Work instructions: Print every line of the records below unchanged, leaving the pictures out.

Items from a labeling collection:

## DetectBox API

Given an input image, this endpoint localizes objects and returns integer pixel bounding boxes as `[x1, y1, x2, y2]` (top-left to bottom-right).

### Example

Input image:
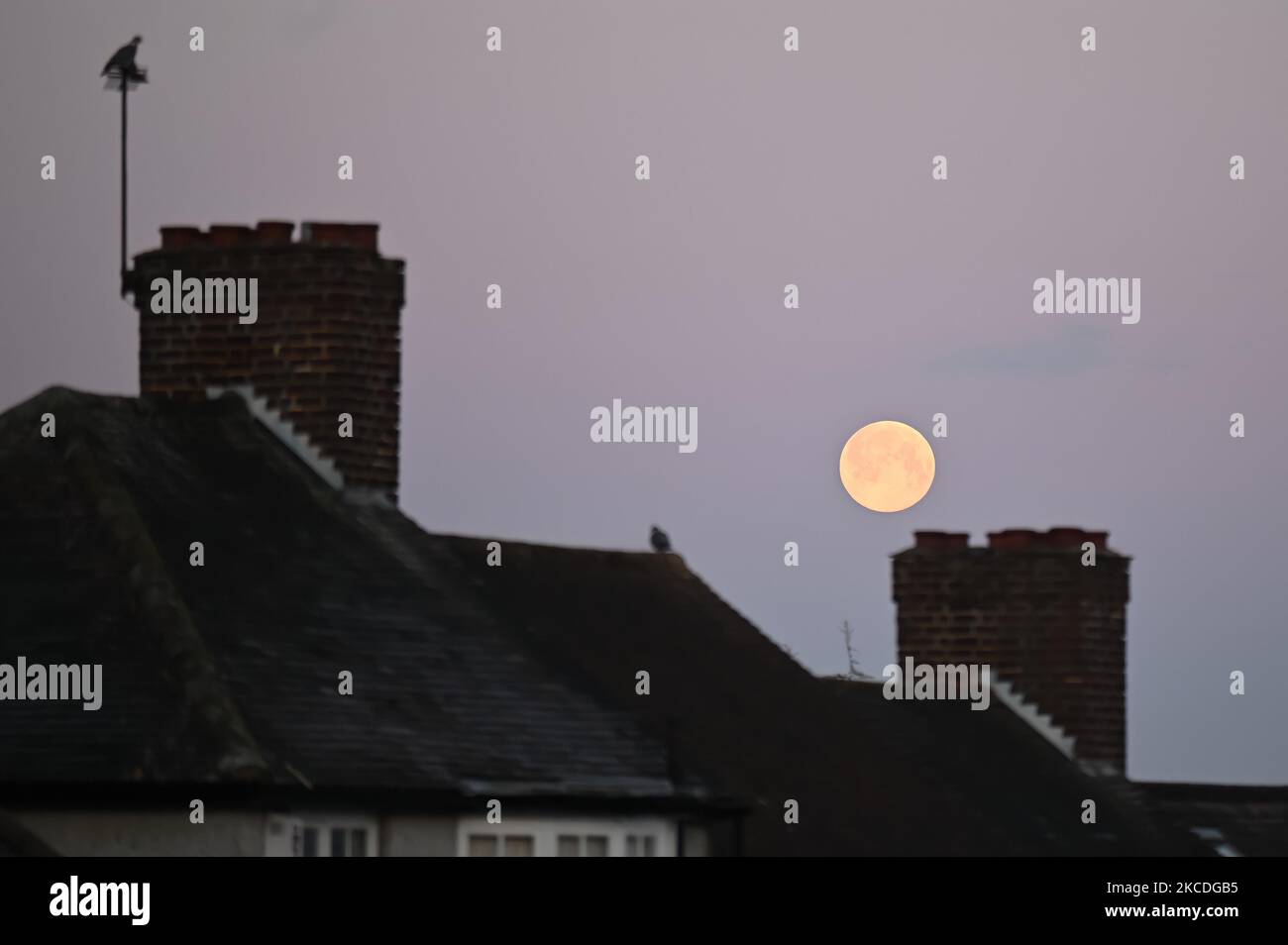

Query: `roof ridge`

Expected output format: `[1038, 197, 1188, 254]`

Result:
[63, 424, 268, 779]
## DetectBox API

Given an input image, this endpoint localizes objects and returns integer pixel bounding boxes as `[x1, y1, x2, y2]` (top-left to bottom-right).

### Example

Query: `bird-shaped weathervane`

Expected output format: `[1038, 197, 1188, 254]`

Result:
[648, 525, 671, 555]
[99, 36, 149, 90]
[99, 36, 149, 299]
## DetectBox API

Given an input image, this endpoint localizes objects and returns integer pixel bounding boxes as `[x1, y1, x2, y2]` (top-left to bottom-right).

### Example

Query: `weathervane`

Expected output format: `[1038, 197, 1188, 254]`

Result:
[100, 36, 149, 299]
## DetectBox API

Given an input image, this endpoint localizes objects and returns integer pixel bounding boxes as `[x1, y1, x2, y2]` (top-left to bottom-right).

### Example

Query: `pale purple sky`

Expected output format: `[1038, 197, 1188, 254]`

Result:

Response to the exercise:
## DetectBox API

Given an input image, this endpoint localizes objects and returns integer pixel bounding boxes as `[x1, y1, x2, y2]` (top-left to bottom-right).

### Example

Input image:

Query: `roof ridge`

Expected output format: `[1038, 197, 1188, 254]`

Result:
[63, 424, 268, 779]
## DetectBox API

Given an input image, this endpoint localizes objects and returns integer pixel bounding boxes as `[x1, y1, x2, y2]` (top-left to bottom-right).

### Example

Query: `bird-shaped weathervane`

Expected output format: `[1038, 197, 1188, 254]`

Result:
[648, 525, 671, 555]
[99, 36, 149, 90]
[99, 36, 149, 299]
## DetectBox API

Given an input image, this endpoint localizes objects and returns integer pixel bounding boxes as `[x1, y1, x2, y2]` (top-left to bottom-right).

### Example

Query: `weathervane`

Expected output format: `[1038, 197, 1188, 254]`

Result:
[100, 36, 149, 299]
## DetectBox API

Given an input image, this endpoint localizes objects and returns integer pixel bounding boxes as `[x1, y1, x2, y2]` (top-left to bottom-right).

### Example

Query: `pale purple sky`

Expected output format: `[1038, 197, 1188, 254]`

Result:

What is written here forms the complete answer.